### RECORD EXCERPTS

---------------

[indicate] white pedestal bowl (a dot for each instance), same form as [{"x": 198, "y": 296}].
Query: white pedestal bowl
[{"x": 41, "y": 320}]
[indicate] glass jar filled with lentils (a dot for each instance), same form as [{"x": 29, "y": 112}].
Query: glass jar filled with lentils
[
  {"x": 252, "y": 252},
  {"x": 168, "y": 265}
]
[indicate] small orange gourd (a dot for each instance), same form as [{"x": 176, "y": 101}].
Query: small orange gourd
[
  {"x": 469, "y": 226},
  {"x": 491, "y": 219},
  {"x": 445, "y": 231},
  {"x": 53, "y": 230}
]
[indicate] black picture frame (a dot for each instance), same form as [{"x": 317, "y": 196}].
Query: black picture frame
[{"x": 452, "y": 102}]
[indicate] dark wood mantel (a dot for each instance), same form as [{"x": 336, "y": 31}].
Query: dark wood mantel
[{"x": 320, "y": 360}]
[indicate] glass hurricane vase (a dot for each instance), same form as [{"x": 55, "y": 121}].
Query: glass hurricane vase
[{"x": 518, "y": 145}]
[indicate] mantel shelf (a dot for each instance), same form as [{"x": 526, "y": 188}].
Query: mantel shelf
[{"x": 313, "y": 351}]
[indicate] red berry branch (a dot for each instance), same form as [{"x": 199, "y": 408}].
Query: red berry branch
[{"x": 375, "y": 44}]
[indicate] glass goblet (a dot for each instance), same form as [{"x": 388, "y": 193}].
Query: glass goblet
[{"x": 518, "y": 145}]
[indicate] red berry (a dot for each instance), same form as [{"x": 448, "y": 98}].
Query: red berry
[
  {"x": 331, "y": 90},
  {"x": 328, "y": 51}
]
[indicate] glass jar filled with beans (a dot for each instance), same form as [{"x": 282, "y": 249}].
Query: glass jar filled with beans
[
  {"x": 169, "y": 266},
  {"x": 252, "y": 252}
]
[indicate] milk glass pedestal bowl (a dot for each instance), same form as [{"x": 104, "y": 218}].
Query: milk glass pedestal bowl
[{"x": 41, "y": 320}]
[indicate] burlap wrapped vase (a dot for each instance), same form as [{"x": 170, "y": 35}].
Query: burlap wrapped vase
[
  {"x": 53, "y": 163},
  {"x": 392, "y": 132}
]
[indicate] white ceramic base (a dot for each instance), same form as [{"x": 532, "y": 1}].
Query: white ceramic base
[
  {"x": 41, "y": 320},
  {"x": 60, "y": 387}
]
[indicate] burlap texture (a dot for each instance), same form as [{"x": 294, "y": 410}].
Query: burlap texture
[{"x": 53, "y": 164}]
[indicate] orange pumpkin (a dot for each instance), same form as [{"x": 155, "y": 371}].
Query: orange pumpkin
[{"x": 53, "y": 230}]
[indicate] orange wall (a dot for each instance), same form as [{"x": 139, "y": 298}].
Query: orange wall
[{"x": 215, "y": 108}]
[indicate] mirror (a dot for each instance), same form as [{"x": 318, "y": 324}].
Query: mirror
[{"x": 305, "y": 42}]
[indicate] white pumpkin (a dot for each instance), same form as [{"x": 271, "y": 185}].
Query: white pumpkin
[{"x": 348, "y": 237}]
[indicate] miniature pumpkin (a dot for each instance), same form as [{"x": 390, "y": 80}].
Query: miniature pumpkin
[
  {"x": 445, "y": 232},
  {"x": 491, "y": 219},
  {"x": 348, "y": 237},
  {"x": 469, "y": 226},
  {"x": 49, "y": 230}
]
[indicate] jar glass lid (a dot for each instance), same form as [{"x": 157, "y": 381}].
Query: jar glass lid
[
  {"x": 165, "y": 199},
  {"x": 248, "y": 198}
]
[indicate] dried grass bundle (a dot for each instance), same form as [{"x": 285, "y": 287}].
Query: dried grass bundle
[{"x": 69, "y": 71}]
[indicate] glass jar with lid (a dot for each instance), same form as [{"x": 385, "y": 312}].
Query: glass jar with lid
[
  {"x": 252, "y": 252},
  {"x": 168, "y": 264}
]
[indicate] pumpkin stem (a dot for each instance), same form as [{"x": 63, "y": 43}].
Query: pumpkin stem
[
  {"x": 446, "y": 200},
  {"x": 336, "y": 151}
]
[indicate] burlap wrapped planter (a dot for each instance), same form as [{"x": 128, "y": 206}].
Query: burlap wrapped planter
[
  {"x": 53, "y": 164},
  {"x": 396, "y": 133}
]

---------------

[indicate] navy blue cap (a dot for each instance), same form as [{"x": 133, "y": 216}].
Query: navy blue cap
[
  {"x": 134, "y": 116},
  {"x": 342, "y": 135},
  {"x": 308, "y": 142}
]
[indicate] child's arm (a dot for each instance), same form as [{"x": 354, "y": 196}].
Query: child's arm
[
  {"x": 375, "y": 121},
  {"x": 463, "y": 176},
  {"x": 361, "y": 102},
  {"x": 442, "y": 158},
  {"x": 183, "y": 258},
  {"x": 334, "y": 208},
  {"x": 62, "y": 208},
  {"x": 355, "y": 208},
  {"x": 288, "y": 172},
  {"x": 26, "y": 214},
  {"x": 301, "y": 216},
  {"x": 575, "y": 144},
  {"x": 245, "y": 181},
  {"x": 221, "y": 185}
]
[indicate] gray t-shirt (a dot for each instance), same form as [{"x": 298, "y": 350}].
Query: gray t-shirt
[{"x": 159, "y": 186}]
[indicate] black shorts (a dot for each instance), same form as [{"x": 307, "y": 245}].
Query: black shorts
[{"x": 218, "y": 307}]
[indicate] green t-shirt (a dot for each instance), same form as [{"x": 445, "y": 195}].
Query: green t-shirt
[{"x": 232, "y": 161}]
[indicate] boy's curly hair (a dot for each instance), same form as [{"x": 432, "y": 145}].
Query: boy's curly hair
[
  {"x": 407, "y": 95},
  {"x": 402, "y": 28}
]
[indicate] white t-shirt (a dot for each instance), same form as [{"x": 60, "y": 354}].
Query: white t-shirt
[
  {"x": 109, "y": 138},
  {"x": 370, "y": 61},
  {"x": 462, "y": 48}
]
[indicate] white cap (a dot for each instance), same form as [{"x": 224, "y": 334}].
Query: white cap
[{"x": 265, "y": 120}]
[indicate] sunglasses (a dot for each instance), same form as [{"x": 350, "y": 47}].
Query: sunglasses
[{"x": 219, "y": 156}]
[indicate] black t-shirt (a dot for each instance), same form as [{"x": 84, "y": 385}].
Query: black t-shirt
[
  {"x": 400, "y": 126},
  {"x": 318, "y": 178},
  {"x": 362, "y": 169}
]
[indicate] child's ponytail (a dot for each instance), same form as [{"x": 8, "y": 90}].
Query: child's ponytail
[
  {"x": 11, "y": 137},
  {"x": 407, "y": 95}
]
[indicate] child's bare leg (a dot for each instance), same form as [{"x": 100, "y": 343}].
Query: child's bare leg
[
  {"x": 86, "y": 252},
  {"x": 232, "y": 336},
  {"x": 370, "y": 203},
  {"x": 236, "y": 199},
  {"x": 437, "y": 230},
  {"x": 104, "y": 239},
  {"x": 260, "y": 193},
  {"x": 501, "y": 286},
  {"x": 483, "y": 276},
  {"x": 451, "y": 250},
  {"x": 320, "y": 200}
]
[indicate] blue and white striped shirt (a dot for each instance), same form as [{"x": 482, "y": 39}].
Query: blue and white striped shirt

---------------

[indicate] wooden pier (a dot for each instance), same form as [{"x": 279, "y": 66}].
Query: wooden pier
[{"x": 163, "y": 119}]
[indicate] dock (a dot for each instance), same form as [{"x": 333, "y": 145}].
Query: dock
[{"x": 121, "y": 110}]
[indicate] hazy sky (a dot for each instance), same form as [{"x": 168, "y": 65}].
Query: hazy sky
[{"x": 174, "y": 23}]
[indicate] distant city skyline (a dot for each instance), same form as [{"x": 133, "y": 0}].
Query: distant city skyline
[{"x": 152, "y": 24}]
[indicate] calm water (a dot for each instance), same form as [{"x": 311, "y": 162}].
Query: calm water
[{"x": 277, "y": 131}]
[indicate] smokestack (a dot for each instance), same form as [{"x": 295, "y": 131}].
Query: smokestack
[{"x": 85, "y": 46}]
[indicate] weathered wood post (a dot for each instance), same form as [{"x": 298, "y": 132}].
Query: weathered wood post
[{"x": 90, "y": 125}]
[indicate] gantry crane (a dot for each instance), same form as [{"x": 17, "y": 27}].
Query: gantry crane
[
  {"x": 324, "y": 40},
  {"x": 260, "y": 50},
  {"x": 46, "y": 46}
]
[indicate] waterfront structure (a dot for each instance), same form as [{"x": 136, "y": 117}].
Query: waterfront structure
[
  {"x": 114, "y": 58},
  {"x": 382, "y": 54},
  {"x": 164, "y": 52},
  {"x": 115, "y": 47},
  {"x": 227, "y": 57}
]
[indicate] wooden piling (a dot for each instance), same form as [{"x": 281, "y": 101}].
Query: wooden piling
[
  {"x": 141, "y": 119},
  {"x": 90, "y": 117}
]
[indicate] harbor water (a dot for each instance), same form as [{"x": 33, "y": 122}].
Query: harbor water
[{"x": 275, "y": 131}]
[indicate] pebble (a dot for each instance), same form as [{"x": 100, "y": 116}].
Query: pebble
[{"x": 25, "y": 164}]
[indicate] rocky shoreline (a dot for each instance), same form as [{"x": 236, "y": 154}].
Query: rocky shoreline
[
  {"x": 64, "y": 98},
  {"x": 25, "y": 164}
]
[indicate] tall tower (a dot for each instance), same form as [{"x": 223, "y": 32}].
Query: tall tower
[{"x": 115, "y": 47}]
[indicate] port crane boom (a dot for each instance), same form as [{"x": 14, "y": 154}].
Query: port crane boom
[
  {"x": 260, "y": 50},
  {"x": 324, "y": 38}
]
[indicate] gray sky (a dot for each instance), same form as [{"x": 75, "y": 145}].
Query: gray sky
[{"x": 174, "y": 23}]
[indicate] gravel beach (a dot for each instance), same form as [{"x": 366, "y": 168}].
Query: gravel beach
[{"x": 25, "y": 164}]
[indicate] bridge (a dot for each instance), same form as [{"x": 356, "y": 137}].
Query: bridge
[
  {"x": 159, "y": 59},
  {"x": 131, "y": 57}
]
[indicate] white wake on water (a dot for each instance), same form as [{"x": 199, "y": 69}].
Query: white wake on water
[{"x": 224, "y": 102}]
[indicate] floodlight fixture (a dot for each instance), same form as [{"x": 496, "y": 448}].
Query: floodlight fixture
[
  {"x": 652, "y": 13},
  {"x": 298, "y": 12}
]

---------------

### GIVEN EXERCISE
Count the lines in the records above that contain the string "wrapped". Reply with that number only.

### EXERCISE SOLUTION
4